**Excerpt to read**
The public thing is about the common good. If you are harmed by a policy, you have to prove that you are harmed more than others benefit. Nimbys don't seem to 'act only according to that maxim whereby they can, at the same time, will that it should become a universal law'(because nothing would be built), and that's not a good sign. Whether yimbis also have selfish reasons on top of good justifications is irrelevant.

How can it be good enough? Obviously it is in my interest to receive money from the government. Should that be policy?

Because it's good enough for the YIMBYs? Why is it good for them to demand policies that serve their naked self-interest, but bad for other people to do so? The fact that those "other people" have already invested significant effort and capital into their backyards, as it were, seems like a powerful argument for defaulting to their preferences. In any case, this argument seems like a sleight of hand in which we carefully obscure that both factions have a self-interest at play.

The public thing is about the common good. If you are harmed by a policy, you have to prove that you are harmed more than others benefit. Nimbys don't seem to 'act only according to that maxim whereby they can, at the same time, will that it should become a universal law'(because nothing would be built), and that's not a good sign.

I'm sorry, but you don't get to invoke utilitarianism and Kant in the same breath. Kant is anti-utility; his deployment is inherently suspect.

**Entries supplied**
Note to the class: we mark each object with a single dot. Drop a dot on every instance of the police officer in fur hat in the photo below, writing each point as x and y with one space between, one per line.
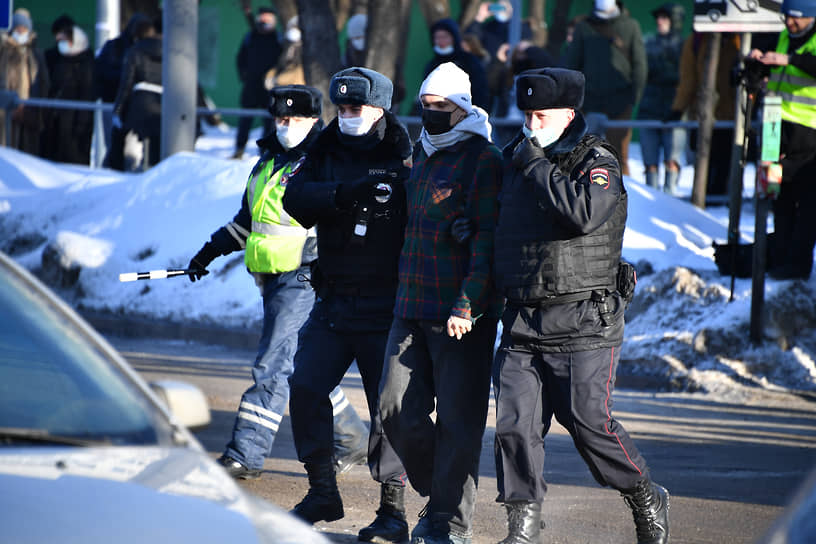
792 67
351 187
277 252
557 256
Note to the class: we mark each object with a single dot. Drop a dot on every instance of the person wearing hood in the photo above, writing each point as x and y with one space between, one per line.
557 256
67 135
608 48
107 74
277 252
447 45
259 52
663 51
352 188
440 346
792 75
137 107
354 54
22 70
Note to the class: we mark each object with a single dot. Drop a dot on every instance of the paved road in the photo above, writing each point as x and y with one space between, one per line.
730 467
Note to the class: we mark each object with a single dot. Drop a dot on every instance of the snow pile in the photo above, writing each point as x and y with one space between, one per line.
682 331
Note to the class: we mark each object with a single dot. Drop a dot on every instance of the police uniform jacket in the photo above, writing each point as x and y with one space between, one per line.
359 246
233 236
558 242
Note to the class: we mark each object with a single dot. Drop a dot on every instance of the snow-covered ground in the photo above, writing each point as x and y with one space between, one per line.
682 329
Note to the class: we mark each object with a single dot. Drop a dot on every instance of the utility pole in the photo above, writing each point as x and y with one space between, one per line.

**Set tasks**
a – In the discussion of NIMBYs and YIMBYs, what must a person harmed by a policy prove?
b – Copy every sentence in the discussion of NIMBYs and YIMBYs that ends with a question mark, in the order they appear.

**Solutions**
a – That they are harmed more than others benefit.

b –
How can it be good enough?
Should that be policy?
Because it's good enough for the YIMBYs?
Why is it good for them to demand policies that serve their naked self-interest, but bad for other people to do so?